• _PROBLEM DESCRIPTION_
In these entries, tally the lines where "white" occurs. Respond with only the count.

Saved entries
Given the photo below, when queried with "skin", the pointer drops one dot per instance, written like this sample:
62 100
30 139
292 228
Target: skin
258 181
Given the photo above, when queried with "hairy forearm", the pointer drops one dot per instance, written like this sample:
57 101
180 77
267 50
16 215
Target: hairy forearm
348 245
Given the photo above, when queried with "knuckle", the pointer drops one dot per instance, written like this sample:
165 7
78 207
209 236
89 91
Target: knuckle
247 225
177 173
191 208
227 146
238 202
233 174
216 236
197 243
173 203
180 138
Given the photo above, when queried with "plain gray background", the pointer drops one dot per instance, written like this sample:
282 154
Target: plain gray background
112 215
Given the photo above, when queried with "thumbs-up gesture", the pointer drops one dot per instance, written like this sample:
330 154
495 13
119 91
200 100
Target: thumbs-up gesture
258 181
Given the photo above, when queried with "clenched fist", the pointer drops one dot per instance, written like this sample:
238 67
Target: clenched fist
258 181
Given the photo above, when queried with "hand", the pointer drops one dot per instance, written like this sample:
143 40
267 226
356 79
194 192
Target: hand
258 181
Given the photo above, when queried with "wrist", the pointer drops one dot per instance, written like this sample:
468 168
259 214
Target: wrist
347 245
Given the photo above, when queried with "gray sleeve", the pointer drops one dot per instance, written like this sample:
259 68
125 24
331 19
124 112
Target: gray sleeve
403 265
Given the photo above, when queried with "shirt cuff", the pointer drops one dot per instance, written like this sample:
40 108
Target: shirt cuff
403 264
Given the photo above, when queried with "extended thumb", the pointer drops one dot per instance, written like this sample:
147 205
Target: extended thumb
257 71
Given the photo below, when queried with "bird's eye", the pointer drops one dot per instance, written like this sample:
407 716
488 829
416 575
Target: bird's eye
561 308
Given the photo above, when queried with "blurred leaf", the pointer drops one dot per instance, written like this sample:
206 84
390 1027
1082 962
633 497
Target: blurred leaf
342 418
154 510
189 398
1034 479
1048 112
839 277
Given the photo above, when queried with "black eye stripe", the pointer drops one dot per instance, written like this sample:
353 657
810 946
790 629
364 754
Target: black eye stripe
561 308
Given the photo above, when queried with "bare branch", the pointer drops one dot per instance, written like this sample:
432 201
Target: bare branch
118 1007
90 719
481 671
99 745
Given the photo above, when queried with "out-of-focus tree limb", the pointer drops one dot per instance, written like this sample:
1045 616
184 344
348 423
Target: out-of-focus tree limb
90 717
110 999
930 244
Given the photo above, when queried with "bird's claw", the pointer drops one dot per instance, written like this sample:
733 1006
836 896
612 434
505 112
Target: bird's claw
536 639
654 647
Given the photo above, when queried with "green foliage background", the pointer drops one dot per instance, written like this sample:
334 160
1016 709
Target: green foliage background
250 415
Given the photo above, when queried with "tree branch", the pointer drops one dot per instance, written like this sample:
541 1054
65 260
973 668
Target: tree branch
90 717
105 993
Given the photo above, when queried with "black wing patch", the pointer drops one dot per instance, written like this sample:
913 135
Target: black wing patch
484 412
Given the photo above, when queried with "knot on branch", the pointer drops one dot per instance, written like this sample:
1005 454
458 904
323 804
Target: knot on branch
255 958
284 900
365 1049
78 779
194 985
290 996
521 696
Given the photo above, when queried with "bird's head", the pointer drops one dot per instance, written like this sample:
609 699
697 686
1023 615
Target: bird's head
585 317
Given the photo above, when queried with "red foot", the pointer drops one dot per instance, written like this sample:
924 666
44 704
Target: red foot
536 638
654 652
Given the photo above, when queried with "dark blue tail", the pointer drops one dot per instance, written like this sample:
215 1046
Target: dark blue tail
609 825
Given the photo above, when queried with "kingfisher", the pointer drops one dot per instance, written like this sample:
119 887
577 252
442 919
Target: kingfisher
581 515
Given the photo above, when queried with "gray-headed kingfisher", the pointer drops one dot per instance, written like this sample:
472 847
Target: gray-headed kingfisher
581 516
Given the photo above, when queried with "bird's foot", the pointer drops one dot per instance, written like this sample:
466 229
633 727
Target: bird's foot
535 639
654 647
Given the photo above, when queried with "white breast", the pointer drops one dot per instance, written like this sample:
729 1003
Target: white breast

• _OUTPUT FOR THIS TASK_
2